EXERCISE PROMPT
Pull out each line of the entries below that contains the string "wooden". Case counts.

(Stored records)
______
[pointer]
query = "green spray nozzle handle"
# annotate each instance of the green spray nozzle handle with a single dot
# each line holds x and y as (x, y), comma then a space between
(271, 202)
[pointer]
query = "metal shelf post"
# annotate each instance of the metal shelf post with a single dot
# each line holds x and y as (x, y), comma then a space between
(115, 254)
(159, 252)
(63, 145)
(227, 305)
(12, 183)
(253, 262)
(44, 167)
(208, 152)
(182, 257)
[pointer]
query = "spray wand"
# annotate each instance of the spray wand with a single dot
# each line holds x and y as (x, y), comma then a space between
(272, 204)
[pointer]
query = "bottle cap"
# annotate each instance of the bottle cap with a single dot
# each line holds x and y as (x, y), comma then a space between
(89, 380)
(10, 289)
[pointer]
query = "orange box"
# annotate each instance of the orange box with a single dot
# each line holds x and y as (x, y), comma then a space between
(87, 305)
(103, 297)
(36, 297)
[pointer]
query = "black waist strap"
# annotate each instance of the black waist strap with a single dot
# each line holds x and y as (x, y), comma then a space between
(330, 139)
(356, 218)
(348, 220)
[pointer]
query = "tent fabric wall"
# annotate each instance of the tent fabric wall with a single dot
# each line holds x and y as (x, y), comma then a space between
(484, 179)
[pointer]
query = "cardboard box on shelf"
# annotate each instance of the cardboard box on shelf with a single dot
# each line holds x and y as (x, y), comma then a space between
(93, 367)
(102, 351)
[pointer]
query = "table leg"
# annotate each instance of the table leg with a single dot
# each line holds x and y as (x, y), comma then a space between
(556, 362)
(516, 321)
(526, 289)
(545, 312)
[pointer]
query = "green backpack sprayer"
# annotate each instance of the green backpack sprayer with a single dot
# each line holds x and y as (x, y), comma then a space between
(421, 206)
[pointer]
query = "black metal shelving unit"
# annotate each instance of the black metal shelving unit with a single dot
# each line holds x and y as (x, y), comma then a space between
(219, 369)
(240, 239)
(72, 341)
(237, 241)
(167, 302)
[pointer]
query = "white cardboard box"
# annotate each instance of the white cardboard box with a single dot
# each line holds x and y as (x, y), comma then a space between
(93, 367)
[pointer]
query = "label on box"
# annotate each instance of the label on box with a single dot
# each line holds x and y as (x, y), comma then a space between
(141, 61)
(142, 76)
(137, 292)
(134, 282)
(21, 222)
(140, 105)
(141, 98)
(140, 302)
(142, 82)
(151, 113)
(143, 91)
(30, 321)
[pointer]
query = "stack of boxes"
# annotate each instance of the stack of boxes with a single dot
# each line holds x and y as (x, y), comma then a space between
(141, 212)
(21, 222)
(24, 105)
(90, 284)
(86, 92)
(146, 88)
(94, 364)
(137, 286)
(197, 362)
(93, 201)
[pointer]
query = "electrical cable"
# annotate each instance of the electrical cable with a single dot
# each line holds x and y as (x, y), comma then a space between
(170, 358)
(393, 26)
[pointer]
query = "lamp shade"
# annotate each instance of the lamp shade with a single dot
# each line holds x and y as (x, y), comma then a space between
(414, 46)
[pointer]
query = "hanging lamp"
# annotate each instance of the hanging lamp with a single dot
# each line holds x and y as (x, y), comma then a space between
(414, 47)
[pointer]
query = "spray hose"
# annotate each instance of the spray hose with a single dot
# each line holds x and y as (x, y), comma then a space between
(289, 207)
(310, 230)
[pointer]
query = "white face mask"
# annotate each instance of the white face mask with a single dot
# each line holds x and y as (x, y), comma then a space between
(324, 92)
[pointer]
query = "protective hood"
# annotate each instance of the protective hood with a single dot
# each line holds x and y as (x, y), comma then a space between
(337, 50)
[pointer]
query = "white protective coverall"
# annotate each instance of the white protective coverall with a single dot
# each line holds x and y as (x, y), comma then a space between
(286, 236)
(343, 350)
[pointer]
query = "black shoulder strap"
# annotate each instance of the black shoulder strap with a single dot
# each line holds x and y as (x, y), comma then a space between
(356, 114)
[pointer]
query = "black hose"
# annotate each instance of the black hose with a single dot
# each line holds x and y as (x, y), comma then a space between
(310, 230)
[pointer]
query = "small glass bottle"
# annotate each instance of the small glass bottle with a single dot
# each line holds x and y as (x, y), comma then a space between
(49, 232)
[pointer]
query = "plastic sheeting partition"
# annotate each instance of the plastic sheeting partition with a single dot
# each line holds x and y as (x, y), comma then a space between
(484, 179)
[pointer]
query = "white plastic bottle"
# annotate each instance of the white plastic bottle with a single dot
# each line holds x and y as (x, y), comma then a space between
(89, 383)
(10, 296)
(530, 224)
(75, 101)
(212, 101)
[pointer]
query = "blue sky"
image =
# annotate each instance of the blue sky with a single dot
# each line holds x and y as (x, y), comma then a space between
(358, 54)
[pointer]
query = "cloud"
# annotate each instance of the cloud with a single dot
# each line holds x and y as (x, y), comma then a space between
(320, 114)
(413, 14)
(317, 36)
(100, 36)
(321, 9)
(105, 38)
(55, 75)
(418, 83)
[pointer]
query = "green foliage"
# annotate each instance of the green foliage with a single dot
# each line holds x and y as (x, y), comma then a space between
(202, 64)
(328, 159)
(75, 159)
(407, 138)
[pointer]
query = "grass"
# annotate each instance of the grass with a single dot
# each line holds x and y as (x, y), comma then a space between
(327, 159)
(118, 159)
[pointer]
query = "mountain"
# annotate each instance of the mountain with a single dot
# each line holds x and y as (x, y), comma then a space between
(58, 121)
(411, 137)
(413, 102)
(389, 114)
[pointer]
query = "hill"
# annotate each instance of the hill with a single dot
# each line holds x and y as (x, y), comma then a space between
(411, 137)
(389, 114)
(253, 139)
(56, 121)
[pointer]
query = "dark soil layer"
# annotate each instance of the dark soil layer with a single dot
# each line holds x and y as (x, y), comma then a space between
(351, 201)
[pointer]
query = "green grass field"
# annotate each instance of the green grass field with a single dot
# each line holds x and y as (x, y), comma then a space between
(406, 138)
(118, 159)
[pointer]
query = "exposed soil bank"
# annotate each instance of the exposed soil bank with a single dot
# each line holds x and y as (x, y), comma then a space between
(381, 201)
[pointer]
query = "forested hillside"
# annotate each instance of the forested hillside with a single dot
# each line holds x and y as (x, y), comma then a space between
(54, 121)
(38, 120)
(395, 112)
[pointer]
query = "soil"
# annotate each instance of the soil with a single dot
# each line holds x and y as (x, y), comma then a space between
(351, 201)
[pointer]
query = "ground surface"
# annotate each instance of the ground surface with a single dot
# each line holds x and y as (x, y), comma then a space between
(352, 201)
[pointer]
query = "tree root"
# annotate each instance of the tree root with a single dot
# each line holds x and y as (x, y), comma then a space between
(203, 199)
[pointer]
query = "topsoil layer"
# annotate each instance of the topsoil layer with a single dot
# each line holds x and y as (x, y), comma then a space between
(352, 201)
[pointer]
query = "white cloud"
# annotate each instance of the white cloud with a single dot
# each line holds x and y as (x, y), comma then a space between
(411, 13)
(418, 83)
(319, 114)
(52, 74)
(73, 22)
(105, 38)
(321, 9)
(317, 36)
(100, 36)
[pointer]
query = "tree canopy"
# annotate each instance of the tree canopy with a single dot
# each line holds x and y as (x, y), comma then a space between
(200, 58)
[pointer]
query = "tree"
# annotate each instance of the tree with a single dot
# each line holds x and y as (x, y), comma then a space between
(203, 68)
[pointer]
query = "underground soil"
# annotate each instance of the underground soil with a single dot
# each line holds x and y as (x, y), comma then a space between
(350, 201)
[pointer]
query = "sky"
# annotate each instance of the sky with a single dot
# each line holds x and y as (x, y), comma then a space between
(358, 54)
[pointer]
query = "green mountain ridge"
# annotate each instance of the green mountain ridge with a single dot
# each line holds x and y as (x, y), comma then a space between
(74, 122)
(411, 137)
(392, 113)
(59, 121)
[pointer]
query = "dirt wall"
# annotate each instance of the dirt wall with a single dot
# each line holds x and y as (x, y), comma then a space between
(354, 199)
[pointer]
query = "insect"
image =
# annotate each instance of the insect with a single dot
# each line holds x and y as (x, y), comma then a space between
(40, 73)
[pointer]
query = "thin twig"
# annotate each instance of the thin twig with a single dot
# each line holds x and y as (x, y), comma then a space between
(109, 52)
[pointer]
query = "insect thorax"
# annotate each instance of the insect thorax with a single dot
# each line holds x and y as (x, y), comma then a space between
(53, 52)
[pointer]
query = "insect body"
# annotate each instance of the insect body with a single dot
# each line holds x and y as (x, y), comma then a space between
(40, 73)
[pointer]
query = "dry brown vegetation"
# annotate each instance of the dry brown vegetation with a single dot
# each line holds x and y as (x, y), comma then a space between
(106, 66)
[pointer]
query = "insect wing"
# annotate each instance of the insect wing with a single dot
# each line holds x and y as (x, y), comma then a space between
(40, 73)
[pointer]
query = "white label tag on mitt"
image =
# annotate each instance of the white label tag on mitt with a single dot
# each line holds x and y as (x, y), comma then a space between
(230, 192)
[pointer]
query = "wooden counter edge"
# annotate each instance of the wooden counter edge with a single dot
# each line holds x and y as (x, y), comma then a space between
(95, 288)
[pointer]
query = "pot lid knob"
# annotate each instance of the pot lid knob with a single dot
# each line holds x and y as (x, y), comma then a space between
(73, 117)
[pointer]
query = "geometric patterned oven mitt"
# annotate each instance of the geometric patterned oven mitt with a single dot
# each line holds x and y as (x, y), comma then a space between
______
EXERCISE SOLUTION
query = "wooden counter edge"
# annotate each instance of the wooden counter edge with a single dot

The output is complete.